__YOUR OBJECTIVE__: Reproduce verbatim the entries below, starting at the first line and ending with the line that contains "[[353,83],[355,118],[400,124],[400,0],[264,0],[262,70]]", with both ends included.

Segmentation dataset excerpts:
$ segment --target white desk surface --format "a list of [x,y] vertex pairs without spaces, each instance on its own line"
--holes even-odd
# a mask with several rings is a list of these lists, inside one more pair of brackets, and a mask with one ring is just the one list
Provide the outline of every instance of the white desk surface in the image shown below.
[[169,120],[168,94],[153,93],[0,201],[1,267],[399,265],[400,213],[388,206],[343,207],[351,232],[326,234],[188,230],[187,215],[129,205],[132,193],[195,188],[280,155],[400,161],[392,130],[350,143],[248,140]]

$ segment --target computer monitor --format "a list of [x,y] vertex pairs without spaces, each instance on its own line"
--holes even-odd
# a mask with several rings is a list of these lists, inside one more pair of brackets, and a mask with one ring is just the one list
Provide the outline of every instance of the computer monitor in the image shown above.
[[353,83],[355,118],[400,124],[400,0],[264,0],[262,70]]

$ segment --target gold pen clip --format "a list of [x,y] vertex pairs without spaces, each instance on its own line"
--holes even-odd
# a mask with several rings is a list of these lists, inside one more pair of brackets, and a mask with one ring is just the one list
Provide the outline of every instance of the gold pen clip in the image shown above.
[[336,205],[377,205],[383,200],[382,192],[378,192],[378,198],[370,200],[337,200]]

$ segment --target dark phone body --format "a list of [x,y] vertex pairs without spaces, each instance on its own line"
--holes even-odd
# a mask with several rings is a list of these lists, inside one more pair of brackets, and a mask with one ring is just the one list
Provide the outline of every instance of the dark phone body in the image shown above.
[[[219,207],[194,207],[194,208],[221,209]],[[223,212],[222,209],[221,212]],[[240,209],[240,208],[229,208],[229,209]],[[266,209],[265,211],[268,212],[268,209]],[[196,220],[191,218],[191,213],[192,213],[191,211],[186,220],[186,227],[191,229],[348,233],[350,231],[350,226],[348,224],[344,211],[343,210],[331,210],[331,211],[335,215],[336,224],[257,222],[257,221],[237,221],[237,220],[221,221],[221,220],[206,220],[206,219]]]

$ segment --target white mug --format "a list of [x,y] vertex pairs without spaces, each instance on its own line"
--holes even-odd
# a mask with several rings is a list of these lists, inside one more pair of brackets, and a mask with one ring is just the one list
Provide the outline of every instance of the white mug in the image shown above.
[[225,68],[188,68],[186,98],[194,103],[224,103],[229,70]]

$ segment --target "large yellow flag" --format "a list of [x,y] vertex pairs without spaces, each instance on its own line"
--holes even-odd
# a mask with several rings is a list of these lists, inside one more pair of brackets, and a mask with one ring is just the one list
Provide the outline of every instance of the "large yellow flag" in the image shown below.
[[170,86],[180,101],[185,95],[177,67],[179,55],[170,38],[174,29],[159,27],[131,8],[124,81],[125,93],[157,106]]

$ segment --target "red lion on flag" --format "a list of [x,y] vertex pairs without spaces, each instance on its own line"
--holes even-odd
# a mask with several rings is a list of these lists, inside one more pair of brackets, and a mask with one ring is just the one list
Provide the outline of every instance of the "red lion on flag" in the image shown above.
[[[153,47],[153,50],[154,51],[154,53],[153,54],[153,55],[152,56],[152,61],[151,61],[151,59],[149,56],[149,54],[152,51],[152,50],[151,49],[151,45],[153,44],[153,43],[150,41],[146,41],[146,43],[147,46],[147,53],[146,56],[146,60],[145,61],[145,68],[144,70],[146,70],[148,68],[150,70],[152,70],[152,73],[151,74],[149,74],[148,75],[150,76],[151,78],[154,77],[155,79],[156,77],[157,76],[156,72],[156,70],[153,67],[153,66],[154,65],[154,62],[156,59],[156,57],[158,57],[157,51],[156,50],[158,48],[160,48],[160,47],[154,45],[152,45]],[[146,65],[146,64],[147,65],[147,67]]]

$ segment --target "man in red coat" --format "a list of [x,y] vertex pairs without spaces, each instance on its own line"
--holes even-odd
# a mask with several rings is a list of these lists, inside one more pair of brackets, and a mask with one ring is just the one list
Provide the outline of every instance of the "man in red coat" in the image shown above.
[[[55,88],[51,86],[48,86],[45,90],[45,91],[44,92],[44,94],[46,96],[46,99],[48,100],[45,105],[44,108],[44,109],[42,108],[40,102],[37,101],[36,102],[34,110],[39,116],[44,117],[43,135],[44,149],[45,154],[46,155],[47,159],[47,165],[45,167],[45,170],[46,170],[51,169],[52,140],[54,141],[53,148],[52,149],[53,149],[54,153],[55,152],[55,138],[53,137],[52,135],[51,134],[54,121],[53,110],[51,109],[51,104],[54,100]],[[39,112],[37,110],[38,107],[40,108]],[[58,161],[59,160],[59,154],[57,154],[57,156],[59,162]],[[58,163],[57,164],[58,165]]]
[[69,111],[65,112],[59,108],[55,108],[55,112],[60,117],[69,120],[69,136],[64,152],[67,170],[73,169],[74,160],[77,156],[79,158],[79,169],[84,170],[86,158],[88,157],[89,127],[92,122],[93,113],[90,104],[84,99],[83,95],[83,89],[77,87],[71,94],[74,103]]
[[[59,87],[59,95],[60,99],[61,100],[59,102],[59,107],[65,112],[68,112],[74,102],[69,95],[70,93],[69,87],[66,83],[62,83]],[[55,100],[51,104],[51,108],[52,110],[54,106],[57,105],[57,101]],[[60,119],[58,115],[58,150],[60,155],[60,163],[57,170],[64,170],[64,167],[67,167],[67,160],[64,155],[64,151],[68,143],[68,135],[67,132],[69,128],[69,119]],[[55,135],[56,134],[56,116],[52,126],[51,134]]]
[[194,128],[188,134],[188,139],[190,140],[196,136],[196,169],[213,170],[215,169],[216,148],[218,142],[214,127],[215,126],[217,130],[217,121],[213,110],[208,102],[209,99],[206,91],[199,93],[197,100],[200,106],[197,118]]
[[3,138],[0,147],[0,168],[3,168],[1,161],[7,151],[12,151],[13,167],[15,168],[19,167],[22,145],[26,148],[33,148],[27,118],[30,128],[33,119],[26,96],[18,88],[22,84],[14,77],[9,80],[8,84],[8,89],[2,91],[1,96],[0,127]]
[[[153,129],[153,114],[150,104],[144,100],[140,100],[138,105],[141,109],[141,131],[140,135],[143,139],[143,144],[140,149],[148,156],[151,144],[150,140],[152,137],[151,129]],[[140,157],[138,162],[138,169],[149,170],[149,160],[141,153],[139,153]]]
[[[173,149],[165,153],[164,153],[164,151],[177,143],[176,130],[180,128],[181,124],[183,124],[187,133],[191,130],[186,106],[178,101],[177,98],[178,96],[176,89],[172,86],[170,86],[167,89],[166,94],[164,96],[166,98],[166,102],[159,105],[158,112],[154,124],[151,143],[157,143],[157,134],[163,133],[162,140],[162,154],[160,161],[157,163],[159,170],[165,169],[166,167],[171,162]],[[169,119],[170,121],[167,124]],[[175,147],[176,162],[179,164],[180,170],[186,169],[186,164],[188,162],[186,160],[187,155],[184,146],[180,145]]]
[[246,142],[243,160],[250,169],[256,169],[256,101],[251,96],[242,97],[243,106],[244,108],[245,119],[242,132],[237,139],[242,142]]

__OUTPUT FOR THIS TASK__:
$ segment --target white desk surface --format "a list of [x,y] vertex pairs without spaces, each instance on its own line"
--holes even-odd
# a mask with several rings is a list of these lists, inside one more pair of brackets, and a mask with one ring is just the one list
Provide the outline of every instance of the white desk surface in the image shown below.
[[169,120],[168,94],[153,93],[0,201],[1,267],[399,265],[400,213],[388,206],[343,207],[351,232],[326,234],[188,230],[187,215],[129,205],[132,193],[195,188],[280,155],[400,161],[392,130],[350,143],[248,140]]

$ segment --target computer monitor --format "a list of [x,y] vertex pairs without spaces, each instance on its own line"
--holes even-odd
# a mask with several rings is a list of these lists, inside one more pair of brackets, and a mask with one ring is just the one list
Provide the outline of every instance of the computer monitor in the image shown above.
[[353,83],[355,118],[400,124],[400,0],[264,0],[262,70]]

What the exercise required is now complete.